YOUR OBJECTIVE
Using the records that appear below, write out exactly the lines from the one with "If you could mark the water" through the one with "If you could mark the knuckle", keeping both end lines.

----------------

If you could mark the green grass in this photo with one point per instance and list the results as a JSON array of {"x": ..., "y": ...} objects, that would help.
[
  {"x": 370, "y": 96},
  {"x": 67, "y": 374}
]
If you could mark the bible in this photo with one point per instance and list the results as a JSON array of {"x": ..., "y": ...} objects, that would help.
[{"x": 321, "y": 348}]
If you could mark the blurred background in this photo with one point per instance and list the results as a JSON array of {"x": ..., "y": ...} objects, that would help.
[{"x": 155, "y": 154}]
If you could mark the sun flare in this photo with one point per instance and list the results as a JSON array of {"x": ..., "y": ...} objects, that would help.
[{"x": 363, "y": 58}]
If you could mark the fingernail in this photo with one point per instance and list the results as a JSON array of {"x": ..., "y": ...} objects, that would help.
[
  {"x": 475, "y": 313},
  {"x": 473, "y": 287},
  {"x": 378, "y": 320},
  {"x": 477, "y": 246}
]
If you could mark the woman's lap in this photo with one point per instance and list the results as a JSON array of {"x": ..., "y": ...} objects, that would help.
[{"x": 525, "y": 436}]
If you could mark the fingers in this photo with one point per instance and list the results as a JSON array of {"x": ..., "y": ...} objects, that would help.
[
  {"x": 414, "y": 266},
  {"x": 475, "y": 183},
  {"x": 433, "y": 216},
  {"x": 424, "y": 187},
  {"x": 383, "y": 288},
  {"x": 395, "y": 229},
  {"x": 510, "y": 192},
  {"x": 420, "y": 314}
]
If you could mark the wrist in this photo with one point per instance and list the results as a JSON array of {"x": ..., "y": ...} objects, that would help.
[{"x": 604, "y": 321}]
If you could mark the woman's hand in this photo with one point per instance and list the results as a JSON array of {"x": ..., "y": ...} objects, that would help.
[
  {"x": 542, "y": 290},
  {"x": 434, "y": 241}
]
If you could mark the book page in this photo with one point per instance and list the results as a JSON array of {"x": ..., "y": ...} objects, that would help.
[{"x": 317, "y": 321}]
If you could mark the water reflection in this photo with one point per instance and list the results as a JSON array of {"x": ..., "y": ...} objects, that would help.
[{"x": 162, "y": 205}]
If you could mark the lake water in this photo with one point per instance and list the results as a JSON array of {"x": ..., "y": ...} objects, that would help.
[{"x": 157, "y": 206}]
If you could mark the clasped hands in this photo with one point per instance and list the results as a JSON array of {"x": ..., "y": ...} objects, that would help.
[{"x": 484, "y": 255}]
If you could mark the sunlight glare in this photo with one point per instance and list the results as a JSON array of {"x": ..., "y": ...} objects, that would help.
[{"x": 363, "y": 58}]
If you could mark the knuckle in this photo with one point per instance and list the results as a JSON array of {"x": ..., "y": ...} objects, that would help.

----------------

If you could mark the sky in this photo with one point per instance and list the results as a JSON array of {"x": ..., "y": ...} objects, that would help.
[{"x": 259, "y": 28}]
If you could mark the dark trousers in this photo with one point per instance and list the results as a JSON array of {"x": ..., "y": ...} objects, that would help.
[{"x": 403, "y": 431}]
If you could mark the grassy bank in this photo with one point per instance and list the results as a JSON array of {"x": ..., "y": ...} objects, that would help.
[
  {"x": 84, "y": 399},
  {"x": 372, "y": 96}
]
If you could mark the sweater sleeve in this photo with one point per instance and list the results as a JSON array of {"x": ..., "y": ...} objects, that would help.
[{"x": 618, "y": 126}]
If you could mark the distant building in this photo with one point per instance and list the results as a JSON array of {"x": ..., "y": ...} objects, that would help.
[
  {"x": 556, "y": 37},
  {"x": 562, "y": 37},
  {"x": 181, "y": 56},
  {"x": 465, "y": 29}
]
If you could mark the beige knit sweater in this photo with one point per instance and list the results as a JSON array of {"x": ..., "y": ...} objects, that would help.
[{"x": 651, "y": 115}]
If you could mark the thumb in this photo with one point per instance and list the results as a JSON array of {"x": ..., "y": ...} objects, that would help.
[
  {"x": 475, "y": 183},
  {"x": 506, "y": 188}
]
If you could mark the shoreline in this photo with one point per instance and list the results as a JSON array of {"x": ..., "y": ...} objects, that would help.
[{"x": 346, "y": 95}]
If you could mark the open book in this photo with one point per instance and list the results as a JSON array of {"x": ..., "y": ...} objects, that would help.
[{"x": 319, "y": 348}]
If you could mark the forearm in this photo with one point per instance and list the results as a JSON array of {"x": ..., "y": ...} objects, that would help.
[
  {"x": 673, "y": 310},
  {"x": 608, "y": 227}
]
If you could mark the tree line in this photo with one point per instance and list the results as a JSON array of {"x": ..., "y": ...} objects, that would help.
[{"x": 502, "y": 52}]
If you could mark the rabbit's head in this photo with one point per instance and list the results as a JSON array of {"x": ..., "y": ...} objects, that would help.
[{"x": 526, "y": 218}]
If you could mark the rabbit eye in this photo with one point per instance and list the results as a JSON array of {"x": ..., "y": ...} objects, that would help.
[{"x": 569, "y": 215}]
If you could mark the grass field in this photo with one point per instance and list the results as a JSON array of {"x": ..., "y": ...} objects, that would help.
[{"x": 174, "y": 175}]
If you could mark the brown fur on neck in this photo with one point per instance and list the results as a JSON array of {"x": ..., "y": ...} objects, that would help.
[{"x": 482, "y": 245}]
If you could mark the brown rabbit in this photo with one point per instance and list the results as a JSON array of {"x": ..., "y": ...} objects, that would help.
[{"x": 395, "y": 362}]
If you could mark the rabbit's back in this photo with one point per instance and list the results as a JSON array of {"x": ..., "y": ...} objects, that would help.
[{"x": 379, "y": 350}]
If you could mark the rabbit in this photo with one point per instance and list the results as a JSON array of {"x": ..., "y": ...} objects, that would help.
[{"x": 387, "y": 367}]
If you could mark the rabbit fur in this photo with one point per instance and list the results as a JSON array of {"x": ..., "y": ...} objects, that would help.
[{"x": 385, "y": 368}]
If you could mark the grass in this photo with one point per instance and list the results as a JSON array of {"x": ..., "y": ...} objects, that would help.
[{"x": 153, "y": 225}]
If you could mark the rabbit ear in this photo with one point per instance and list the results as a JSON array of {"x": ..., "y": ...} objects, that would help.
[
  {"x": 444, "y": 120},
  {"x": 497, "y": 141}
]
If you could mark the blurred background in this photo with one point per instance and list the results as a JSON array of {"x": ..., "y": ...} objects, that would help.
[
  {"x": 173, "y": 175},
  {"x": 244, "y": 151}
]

----------------

SOLUTION BELOW
If you could mark the water reflection in this photo with one point per instance and list the results as a JSON array of {"x": ..., "y": ...} objects, that would help.
[{"x": 162, "y": 205}]
If you could mark the lake water in this photo with one point per instance and list the results as a JSON array of {"x": ..., "y": ...} objects, that would help.
[{"x": 157, "y": 206}]
If you could mark the clasped hands in this photo with one point per instance and list the results as a JSON array of {"x": ..., "y": ...} objects, that would help.
[{"x": 484, "y": 255}]
If you could mark the sunlight glare in this photo with one point per instance and list the results as a JSON array of {"x": ..., "y": ...} objects, that would help.
[{"x": 363, "y": 58}]
If you could mark the knuckle in this photo with one point per instance and list the results as a JSON array of {"x": ..., "y": ...} objects, that would help.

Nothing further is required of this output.